## Text block
►

For example, he argues for a form of pluralism about epistemic stances toward scientific ontology. The three main stances he considers are: (1) the deflationary stance; (2) the empiricist stance; (3) the metaphysical stance. These stances are usually considered as different sides in the realism versus antirealism debate. The first stance rejects realist understandings of scientific ontology and the analyses of truth and reference with which they are typically explicated. He further sub-divides the deflationary stance into three types: historicist, sociological or pragmatic. The second, championed by Bas van Fraassen, rejects demands for explanation in terms of things underlying the observable and attempts to answer these demands by theorizing about the unobservable. The third, or realist stance, accepts demands for explanation in terms of things underlying the observable and attempts to answer these demands by theorizing about the unobservable. Chakravartty argues that the three stances, which are epistemically foundational, cannot be assigned truth values, but are better seen as ways of approaching scientific ontology. According to him, stances are adopted because they reflect an individual’s values. But as to assessing the outright superiority of a rational stance, Chakravartty recommends aphasia, or speechlessness, and suspension of judgment. This realization, in turn, elicits a state of ataraxia, or tranquility, akin to the goal of skepticism à la Sextus Empiricus. Anyone familiar with, but not heavily invested in, the realism versus antirealism debate may sympathize with the view that it is to a certain degree intractable.
However, the argument he offers for this intractability based on the persistence of epistemic stances is unpersuasive. This argument is, at the very least, an oversimplification of the progress and purpose of the realism versus anti-realism debate. Haven’t earlier versions of such stances, for example certain forms of sociologically based deflationary accounts, proved to be untenable? One might further take issue with lumping many different stances together under these three groups. Historicist, sociological, and pragmatic stances share some commonalities, but different intuitions seem to be grounding these views. What exactly is persisting between different versions of the deflationary stance, other than a distaste for metaphysics? Not liking something is not a view. Despite these minor taxonomic issues, Chakravartty’s skeptical pluralism provides a platform for understanding how to make headway in the debate about scientific ontology.
Like many contemporary philosophers of science, Chakravartty defends a pluralism which does not entail that anything goes. But what goes and what does not is what is a bit difficult to puzzle out. Epistemologically speaking, this is a defense of a more permissive form of rationality, which entails that conflicting judgments about scientific ontology can be rationally permissible. There is more than one way to skin a cat. However the permissibility he advocates is constrained by the internal coherence of a particular stance, and whether it violates the basic axioms of probability. This latter condition is underdeveloped in the book.

◄

## Data lines
►

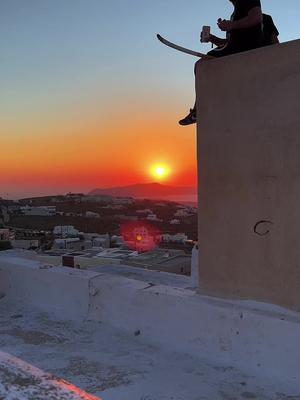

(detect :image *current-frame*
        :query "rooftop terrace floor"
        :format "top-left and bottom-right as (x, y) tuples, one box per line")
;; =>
(0, 298), (300, 400)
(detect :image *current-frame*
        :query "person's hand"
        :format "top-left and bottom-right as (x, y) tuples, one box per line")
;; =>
(218, 18), (234, 32)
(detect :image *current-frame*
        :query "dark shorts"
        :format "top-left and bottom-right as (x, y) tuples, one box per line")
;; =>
(207, 46), (240, 58)
(207, 44), (262, 58)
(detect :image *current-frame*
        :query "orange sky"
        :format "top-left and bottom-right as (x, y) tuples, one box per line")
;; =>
(0, 101), (196, 197)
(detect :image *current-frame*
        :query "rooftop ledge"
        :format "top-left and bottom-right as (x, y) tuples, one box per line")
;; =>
(0, 252), (300, 400)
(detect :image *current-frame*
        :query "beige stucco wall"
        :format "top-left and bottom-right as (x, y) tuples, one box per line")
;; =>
(197, 40), (300, 310)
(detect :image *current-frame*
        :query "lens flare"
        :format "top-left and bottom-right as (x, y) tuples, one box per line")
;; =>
(121, 221), (162, 252)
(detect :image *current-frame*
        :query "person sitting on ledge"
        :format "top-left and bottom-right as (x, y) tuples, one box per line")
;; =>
(179, 0), (265, 125)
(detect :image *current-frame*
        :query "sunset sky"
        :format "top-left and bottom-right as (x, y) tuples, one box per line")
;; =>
(0, 0), (300, 198)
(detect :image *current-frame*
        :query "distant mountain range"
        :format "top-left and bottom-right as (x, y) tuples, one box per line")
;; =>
(88, 183), (197, 199)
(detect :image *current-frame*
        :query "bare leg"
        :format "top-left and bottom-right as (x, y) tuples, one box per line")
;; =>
(179, 59), (203, 125)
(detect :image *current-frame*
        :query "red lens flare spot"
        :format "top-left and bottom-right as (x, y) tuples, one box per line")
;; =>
(121, 221), (162, 252)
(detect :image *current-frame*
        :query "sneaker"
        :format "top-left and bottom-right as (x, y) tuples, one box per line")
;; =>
(178, 108), (197, 125)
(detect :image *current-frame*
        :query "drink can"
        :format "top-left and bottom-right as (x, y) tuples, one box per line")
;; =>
(201, 26), (210, 43)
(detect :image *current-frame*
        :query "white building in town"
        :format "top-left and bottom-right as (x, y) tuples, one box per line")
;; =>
(162, 233), (188, 243)
(53, 225), (79, 237)
(21, 206), (56, 217)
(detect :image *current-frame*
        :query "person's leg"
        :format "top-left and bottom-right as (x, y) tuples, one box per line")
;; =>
(178, 59), (203, 125)
(178, 46), (234, 125)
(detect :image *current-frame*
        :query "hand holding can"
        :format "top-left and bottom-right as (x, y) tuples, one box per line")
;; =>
(200, 26), (210, 43)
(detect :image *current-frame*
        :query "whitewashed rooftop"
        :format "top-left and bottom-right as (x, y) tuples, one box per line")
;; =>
(0, 253), (300, 400)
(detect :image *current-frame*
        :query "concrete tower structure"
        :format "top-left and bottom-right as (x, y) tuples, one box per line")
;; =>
(196, 40), (300, 311)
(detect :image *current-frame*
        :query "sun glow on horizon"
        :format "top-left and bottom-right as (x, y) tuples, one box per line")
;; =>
(151, 164), (170, 181)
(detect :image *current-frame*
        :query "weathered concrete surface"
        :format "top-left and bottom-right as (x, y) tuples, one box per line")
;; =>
(0, 299), (300, 400)
(197, 40), (300, 310)
(0, 351), (101, 400)
(0, 252), (300, 382)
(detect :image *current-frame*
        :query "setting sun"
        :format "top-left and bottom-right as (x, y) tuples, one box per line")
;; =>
(151, 165), (170, 180)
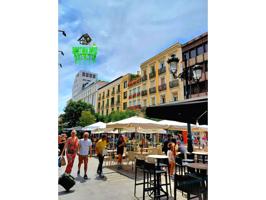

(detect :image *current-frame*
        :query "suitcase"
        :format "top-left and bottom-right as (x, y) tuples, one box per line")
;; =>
(58, 174), (76, 191)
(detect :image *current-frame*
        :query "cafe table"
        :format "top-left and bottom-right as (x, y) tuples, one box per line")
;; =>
(192, 151), (208, 163)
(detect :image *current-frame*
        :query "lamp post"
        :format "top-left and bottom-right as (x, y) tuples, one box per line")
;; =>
(167, 54), (202, 152)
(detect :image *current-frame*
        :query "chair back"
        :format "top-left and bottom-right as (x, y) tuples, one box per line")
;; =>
(127, 151), (135, 161)
(149, 148), (158, 155)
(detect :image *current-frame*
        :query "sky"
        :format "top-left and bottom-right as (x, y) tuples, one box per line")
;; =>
(58, 0), (208, 114)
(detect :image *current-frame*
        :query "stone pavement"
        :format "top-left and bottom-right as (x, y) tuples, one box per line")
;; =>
(58, 157), (190, 200)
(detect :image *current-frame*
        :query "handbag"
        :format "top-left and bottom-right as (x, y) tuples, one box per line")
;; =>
(102, 149), (107, 156)
(60, 156), (66, 166)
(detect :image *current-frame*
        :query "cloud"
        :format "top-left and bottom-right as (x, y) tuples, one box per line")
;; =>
(59, 0), (208, 110)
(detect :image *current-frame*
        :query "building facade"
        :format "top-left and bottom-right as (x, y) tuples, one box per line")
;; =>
(140, 43), (184, 108)
(72, 81), (108, 109)
(96, 74), (139, 115)
(96, 76), (123, 115)
(72, 71), (97, 101)
(182, 33), (208, 98)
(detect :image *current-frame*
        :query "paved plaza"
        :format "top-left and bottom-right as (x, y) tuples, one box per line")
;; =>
(58, 157), (191, 200)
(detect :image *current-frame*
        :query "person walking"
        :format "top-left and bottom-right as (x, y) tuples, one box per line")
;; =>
(61, 129), (79, 174)
(116, 135), (126, 169)
(162, 134), (173, 155)
(167, 143), (176, 178)
(78, 132), (92, 179)
(96, 135), (107, 178)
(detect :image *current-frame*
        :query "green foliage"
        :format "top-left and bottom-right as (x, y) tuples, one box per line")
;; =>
(79, 111), (96, 126)
(105, 110), (136, 122)
(62, 100), (95, 127)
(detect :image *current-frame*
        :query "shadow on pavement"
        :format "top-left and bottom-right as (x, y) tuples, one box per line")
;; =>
(95, 176), (107, 181)
(58, 190), (75, 196)
(75, 176), (91, 183)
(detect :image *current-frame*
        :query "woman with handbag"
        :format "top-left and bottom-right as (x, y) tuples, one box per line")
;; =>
(61, 129), (79, 174)
(96, 135), (107, 178)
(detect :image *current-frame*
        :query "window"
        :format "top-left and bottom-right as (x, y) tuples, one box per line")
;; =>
(184, 51), (189, 60)
(151, 97), (155, 106)
(124, 92), (127, 99)
(160, 95), (165, 104)
(190, 49), (196, 58)
(150, 80), (155, 88)
(143, 99), (147, 107)
(150, 66), (155, 72)
(161, 77), (165, 85)
(123, 102), (127, 110)
(204, 43), (208, 52)
(124, 81), (127, 88)
(159, 60), (164, 69)
(197, 45), (204, 55)
(172, 93), (178, 101)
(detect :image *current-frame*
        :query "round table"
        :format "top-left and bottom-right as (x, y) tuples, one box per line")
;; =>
(192, 151), (208, 163)
(147, 155), (168, 159)
(184, 163), (208, 170)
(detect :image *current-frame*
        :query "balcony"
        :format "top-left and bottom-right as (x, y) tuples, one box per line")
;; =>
(159, 83), (166, 91)
(128, 77), (141, 87)
(149, 87), (156, 94)
(149, 71), (155, 79)
(141, 90), (147, 96)
(158, 67), (166, 74)
(169, 80), (179, 88)
(128, 105), (141, 110)
(141, 74), (148, 82)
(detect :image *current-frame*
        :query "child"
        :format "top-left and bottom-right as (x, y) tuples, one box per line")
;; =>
(167, 143), (176, 178)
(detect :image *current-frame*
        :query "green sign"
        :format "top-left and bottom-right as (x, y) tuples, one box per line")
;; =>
(72, 44), (98, 64)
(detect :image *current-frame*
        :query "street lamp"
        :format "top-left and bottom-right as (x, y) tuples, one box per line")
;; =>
(167, 54), (202, 152)
(167, 54), (179, 79)
(193, 65), (202, 83)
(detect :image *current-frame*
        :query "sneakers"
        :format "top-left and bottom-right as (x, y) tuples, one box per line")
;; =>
(83, 174), (88, 180)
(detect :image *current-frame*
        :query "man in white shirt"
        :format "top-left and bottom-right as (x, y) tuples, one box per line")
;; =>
(78, 132), (92, 179)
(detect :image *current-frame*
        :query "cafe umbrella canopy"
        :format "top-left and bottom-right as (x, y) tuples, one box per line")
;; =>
(146, 97), (208, 125)
(106, 116), (166, 130)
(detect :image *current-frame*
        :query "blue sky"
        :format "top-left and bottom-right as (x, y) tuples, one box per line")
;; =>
(58, 0), (208, 113)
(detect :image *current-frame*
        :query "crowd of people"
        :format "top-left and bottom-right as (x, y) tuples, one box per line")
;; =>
(58, 129), (206, 179)
(58, 129), (126, 179)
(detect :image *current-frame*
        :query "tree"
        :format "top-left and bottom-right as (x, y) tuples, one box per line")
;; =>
(62, 100), (95, 127)
(105, 110), (137, 122)
(79, 111), (96, 126)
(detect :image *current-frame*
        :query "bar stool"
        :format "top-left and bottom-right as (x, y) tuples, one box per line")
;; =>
(143, 162), (169, 200)
(134, 158), (145, 197)
(157, 158), (172, 196)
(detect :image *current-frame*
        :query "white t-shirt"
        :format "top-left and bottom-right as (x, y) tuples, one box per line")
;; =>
(79, 139), (92, 156)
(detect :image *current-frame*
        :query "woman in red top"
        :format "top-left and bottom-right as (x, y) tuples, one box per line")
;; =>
(61, 129), (79, 174)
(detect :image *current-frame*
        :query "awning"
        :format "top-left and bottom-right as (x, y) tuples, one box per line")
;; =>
(146, 97), (208, 125)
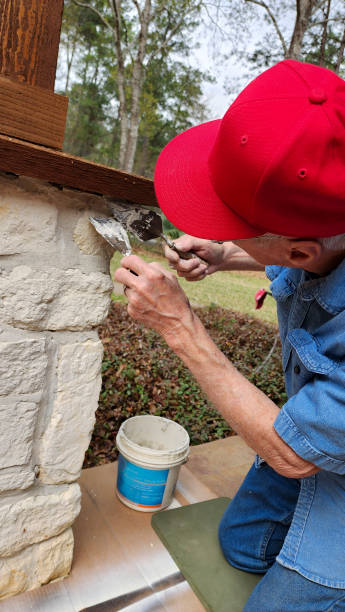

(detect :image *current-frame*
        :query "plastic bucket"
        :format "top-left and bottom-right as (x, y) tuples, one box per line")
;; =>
(116, 415), (189, 512)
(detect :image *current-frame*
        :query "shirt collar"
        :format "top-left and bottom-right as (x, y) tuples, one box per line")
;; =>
(266, 259), (345, 315)
(301, 259), (345, 315)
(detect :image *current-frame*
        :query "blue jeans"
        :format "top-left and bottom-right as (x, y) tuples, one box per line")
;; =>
(219, 465), (345, 612)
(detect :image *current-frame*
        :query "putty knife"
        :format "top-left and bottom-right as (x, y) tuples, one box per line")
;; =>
(105, 198), (207, 264)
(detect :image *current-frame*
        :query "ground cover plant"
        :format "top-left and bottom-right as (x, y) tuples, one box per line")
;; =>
(84, 301), (286, 467)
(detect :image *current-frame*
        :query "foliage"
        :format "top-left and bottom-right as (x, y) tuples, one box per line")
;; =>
(84, 303), (286, 467)
(59, 0), (210, 176)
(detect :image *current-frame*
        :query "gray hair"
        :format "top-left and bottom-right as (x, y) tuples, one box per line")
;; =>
(259, 234), (345, 251)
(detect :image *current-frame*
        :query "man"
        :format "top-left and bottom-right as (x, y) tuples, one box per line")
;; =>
(116, 60), (345, 612)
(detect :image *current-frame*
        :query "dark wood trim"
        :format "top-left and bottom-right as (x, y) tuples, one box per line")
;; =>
(0, 75), (68, 149)
(0, 135), (158, 206)
(0, 0), (64, 91)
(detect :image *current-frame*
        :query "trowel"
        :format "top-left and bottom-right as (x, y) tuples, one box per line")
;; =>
(105, 198), (207, 264)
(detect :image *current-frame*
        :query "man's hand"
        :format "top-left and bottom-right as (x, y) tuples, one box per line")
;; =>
(165, 234), (264, 281)
(114, 255), (194, 341)
(165, 234), (223, 281)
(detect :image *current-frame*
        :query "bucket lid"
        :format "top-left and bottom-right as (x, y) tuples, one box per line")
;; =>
(116, 414), (190, 467)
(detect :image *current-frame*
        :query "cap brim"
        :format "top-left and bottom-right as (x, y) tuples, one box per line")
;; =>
(154, 120), (264, 240)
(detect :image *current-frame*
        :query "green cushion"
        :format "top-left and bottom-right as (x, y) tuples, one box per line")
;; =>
(152, 497), (261, 612)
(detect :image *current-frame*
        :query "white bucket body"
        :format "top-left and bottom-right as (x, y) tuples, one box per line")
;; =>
(116, 414), (189, 512)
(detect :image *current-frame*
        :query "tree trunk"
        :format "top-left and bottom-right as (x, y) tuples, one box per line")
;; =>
(287, 0), (317, 60)
(335, 22), (345, 74)
(319, 0), (331, 66)
(123, 0), (151, 172)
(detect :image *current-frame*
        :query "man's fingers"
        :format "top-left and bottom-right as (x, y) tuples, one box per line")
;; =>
(164, 244), (180, 264)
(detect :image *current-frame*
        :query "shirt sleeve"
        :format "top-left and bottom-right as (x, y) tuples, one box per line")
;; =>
(274, 362), (345, 474)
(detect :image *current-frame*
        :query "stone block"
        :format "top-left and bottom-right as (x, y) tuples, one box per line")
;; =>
(0, 266), (112, 331)
(0, 529), (73, 599)
(0, 183), (57, 255)
(39, 340), (103, 483)
(0, 402), (38, 469)
(0, 467), (35, 493)
(0, 340), (47, 395)
(0, 483), (80, 557)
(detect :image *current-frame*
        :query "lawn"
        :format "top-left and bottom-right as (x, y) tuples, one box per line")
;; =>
(111, 249), (277, 325)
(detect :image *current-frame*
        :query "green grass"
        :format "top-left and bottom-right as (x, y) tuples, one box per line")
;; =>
(110, 249), (277, 325)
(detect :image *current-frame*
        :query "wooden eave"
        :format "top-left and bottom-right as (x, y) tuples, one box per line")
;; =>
(0, 135), (158, 206)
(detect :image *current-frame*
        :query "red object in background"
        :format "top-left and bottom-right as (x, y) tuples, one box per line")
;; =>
(255, 289), (272, 310)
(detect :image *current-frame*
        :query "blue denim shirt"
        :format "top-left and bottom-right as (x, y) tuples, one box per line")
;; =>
(266, 260), (345, 588)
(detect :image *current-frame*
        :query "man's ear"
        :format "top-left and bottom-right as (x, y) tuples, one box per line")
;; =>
(287, 238), (322, 268)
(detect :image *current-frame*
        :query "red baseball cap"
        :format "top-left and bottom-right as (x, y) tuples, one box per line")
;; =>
(154, 60), (345, 240)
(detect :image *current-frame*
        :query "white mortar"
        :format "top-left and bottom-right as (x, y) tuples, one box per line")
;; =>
(116, 415), (189, 512)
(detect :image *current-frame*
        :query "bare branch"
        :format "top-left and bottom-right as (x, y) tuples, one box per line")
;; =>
(319, 0), (332, 66)
(73, 0), (114, 32)
(244, 0), (288, 57)
(132, 0), (142, 21)
(335, 21), (345, 74)
(146, 5), (199, 68)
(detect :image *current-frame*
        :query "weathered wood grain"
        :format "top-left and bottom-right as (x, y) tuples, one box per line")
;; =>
(0, 75), (68, 149)
(0, 0), (64, 91)
(0, 135), (158, 206)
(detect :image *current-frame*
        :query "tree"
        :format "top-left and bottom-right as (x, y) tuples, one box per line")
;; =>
(62, 0), (207, 171)
(244, 0), (345, 71)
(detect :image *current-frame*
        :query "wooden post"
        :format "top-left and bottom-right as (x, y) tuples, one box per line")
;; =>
(0, 0), (68, 149)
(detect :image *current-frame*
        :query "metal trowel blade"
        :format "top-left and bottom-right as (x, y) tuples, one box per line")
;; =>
(107, 198), (163, 242)
(89, 217), (132, 255)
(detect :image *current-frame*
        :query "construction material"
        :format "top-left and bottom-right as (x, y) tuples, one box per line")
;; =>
(152, 497), (261, 612)
(89, 217), (132, 255)
(0, 135), (158, 206)
(107, 198), (207, 264)
(116, 415), (189, 512)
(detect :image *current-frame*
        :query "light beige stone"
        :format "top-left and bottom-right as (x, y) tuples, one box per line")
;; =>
(0, 483), (80, 557)
(40, 340), (103, 483)
(0, 184), (57, 255)
(0, 402), (38, 468)
(0, 529), (73, 599)
(0, 266), (112, 330)
(0, 340), (47, 395)
(73, 212), (106, 255)
(0, 467), (35, 493)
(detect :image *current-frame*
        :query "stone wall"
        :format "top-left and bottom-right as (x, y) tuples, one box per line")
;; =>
(0, 173), (112, 598)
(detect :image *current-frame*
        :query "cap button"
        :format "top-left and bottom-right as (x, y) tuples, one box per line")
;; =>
(309, 88), (327, 104)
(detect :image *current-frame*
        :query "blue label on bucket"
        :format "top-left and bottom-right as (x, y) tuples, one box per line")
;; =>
(117, 454), (169, 507)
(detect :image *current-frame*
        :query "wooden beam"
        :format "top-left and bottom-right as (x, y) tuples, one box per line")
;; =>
(0, 0), (64, 91)
(0, 76), (68, 149)
(0, 0), (68, 149)
(0, 135), (158, 206)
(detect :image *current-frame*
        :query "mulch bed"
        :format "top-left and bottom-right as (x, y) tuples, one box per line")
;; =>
(83, 302), (286, 467)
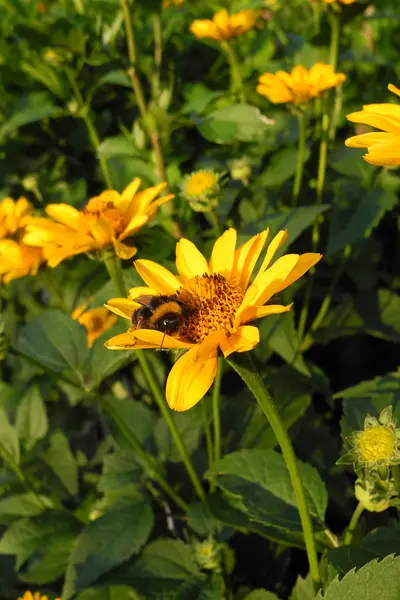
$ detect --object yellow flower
[257,63,346,104]
[72,304,117,348]
[106,229,321,411]
[161,0,184,8]
[190,9,260,41]
[24,178,173,267]
[18,591,61,600]
[345,84,400,167]
[0,197,43,283]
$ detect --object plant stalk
[227,356,321,589]
[292,112,306,208]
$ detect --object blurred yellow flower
[0,197,43,283]
[106,229,321,411]
[161,0,185,8]
[18,591,61,600]
[72,304,117,348]
[190,9,261,41]
[24,178,174,267]
[345,84,400,167]
[257,63,346,104]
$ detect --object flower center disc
[177,274,243,344]
[359,426,396,461]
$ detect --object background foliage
[0,0,400,600]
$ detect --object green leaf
[0,512,80,581]
[101,396,157,449]
[328,526,400,573]
[0,492,53,517]
[43,431,79,496]
[317,556,400,600]
[15,310,89,386]
[326,181,397,254]
[122,539,200,600]
[290,575,315,600]
[243,590,279,600]
[0,92,61,140]
[76,585,137,600]
[0,406,20,465]
[244,204,330,258]
[154,404,204,462]
[15,385,48,450]
[196,104,273,144]
[207,449,327,532]
[260,311,311,376]
[62,502,154,600]
[262,147,310,188]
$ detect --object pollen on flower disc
[358,425,397,462]
[177,274,243,344]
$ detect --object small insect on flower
[132,295,186,335]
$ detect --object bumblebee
[132,295,184,335]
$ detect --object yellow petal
[363,140,400,167]
[104,298,138,320]
[128,285,159,300]
[166,344,218,411]
[238,254,299,314]
[46,204,82,231]
[347,104,400,135]
[344,131,400,148]
[231,229,269,292]
[210,227,236,279]
[235,302,293,326]
[279,252,322,291]
[112,238,137,260]
[135,260,181,294]
[220,325,260,358]
[176,238,210,279]
[254,229,288,283]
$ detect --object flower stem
[103,402,188,512]
[221,40,246,102]
[312,12,340,246]
[66,69,113,189]
[137,350,206,502]
[104,252,206,502]
[227,356,321,588]
[343,502,364,546]
[121,0,168,186]
[212,357,224,463]
[292,112,306,208]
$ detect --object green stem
[104,252,206,502]
[103,402,188,512]
[343,502,364,546]
[292,112,306,208]
[66,69,113,189]
[312,12,340,245]
[221,40,246,103]
[227,356,321,588]
[0,442,49,510]
[212,357,224,463]
[201,400,214,476]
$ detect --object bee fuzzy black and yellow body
[132,296,183,335]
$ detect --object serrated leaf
[43,431,78,496]
[15,310,89,385]
[328,526,400,573]
[207,449,327,532]
[62,502,154,600]
[15,385,48,450]
[0,492,53,517]
[317,556,400,600]
[196,104,273,144]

◄

## Task brief
Using the text on stances toward scientific ontology, name every main epistemic stance that Chakravartty considers.

## Output below
1. The deflationary stance
2. The empiricist stance
3. The metaphysical (or realist) stance